AUSZUG:

Rente wie in Österreich: Beamte in die Rentenkasse zahlen lassen „würde endlich Gerechtigkeit bringen“
Der Unterschied zwischen gesetzlicher Rente und einer Beamtenpension sorgt schon lange für Ärger. Eine Reform könnte für mehr Gerechtigkeit sorgen.
München – Die Rente in Deutschland ist reformbedürftig. Das liegt vor allem am demografischen Wandel und der sinkenden Produktivität im Land, bedingt (in Teilen) durch den Fachkräftemangel. Durch das Umlagesystem reichen die Finanzen der Deutschen Rentenversicherung nicht mehr aus, um nach vielen Jahrzehnten im Job Ruheständlern eine ausreichende Rente zu zahlen. Nach 45 Jahren Arbeit erhalten die meisten Menschen nur 1200 Euro an Rente im Monat.

Einträge zum Auffinden benannter Dinge:
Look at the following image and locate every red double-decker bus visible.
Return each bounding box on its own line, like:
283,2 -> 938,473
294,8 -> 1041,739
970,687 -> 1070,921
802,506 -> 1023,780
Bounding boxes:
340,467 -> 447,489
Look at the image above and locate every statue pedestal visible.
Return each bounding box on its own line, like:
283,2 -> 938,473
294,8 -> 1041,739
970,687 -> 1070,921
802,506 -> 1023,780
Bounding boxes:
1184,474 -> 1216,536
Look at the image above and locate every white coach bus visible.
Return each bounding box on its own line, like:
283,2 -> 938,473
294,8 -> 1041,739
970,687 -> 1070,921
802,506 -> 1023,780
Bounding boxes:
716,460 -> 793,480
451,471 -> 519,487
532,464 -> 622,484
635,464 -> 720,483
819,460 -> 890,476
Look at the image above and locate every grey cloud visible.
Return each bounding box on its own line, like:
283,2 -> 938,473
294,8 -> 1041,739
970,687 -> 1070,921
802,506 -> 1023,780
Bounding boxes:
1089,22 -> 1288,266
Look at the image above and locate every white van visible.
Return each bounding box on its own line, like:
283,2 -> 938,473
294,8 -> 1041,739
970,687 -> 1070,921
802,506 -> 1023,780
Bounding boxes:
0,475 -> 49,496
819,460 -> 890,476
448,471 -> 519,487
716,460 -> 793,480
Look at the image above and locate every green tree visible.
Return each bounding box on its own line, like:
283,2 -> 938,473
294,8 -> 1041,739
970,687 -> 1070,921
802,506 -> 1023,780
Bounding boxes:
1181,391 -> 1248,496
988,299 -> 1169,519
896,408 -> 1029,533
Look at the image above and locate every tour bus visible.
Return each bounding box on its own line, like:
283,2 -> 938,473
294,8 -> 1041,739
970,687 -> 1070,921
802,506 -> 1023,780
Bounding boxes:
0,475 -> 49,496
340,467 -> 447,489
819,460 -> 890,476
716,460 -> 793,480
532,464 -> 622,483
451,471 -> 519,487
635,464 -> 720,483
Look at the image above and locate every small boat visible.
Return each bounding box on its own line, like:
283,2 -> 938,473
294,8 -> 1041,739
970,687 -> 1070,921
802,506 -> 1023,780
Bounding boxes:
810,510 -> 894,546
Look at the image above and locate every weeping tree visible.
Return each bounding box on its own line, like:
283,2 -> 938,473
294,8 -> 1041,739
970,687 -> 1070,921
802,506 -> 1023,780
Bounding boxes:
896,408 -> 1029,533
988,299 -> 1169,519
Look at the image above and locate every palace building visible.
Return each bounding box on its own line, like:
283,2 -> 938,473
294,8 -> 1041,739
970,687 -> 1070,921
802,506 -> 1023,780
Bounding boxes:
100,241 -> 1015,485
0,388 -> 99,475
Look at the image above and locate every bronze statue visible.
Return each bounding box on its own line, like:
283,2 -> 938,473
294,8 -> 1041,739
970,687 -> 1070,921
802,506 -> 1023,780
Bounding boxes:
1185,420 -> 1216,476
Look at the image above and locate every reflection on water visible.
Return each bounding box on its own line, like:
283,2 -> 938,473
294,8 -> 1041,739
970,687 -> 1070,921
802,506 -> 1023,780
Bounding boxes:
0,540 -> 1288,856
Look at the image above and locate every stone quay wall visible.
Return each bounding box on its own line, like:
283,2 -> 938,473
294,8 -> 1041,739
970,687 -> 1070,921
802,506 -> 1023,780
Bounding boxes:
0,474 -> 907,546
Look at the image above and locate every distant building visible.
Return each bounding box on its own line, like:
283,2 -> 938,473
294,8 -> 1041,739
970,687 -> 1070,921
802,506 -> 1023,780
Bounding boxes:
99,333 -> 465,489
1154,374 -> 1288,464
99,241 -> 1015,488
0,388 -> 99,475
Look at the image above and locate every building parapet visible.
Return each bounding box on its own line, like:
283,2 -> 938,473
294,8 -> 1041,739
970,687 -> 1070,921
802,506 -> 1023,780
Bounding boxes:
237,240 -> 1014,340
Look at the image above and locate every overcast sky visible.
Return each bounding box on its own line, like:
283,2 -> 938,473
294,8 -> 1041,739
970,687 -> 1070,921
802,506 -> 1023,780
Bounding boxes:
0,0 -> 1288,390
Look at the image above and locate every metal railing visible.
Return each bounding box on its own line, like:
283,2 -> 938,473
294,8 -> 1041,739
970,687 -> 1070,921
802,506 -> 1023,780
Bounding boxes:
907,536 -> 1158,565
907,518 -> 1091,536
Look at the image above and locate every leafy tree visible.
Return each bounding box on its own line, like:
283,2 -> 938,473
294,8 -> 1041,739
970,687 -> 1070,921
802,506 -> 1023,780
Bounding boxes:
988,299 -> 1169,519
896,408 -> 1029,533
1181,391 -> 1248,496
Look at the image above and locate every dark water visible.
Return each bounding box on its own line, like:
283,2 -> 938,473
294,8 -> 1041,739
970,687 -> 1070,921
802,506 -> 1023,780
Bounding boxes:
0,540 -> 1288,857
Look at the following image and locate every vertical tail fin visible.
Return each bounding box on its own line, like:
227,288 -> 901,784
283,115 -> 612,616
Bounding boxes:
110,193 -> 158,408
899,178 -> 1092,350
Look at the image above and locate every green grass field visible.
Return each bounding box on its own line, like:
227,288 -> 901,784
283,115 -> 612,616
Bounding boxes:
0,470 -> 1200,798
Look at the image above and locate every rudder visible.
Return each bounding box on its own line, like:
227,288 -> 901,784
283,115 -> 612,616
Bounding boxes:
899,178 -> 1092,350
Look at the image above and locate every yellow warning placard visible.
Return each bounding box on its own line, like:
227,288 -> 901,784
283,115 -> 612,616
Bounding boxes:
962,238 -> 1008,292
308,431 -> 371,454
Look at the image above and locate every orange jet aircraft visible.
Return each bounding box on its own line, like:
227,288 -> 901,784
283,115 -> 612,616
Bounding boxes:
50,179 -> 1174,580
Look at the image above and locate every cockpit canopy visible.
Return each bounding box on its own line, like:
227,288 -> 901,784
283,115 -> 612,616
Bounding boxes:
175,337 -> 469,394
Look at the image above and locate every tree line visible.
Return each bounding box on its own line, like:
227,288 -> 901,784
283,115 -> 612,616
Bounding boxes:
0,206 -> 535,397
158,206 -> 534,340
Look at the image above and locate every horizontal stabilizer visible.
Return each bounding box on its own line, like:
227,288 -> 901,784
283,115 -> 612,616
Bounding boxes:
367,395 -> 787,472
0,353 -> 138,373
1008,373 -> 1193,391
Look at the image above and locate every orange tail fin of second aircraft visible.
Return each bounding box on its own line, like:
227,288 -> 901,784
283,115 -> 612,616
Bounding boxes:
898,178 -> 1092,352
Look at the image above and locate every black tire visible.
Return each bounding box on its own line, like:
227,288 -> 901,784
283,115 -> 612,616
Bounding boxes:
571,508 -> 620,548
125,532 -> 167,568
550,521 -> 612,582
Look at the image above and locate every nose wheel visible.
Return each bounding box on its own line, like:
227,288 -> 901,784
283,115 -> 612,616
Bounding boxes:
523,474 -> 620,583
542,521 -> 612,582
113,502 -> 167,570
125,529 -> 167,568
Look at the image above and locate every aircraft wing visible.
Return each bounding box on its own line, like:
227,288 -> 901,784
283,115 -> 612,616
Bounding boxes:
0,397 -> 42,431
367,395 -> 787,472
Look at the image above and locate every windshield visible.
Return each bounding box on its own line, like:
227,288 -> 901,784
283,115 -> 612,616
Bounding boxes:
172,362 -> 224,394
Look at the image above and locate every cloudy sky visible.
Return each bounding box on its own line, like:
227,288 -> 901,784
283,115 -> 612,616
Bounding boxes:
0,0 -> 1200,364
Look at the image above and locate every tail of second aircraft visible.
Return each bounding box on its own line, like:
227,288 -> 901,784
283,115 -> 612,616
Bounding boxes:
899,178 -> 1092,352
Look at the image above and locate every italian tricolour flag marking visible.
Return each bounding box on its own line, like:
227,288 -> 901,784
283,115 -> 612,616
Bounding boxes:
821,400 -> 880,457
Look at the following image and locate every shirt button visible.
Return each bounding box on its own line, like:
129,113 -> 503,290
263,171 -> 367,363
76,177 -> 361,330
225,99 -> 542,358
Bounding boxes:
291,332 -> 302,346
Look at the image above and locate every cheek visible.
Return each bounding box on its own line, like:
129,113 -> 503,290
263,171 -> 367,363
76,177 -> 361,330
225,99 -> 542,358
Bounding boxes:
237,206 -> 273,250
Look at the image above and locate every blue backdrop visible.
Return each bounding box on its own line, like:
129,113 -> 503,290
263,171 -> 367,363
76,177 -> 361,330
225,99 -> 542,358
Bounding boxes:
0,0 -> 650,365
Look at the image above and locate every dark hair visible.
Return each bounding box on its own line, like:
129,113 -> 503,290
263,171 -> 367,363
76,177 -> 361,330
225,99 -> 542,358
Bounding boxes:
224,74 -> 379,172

GESTELLTE AUFGABE A:
Beantworte zum Artikel über die Rente diese Fragen:
(i) Welcher Ort steht am Anfang des Fließtextes?
(ii) Welche zwei Gründe nennt der Artikel vor allem dafür, dass die Rente reformbedürftig ist?
(iii) Wie viel Rente erhalten die meisten Menschen laut Artikel nach 45 Jahren Arbeit?
GESTELLTE AUFGABE B:
Führe den Artikel über die Rente im Anschluss an seinen letzten Satz fort.
Die Einträge stehen in keinem Zusammenhang mit dem Artikel über die Rente.

LÖSUNG A:
(i) München
(ii) Der demografische Wandel und die sinkende Produktivität im Land
(iii) 1200 Euro im Monat

LÖSUNG B:
Rente niedriger als Pension: Reform wie in Österreich gefordert
Immer wieder ist in der Debatte daher die Rede von Beamtenpensionen. Die bekommen nämlich im Schnitt deutlich mehr Geld im Alter als gesetzlich Versicherte. Wie viel sie erhalten, hängt von verschiedenen Faktoren ab, unter anderem auch, in welcher Besoldungsgruppe, wie viele Jahre und in welchem Bundesland sie angestellt waren. Ein Bundesbeamter erhält im Durchschnitt nach Angaben des Statistischen Bundesamtes 3.300 Euro brutto im Monat.
Gefordert wird daher immer wieder, das zweiklassige System zwischen Beamtenversorgung und gesetzlicher Rente abzuschaffen und alle in ein einheitliches System einzahlen zu lassen. Zu den Befürworterinnen gehört die Politikerin Sahra Wagenknecht, die eine Rente nach dem Vorbild Österreichs fordert. Im Nachbarland zahlen nämlich alle Erwerbstätigen in die gleiche Rentenkasse ein.
Im Schnitt erhalten Ruheständler in Österreich auch wesentlich mehr Geld. Die durchschnittliche Rente für Männer liegt bei rund 2000 Euro, die für Frauen bei 1.250 Euro, alle erhalten 14 Rentenauszahlungen im Jahr. Die Erhöhungen richten sich nach der Inflation.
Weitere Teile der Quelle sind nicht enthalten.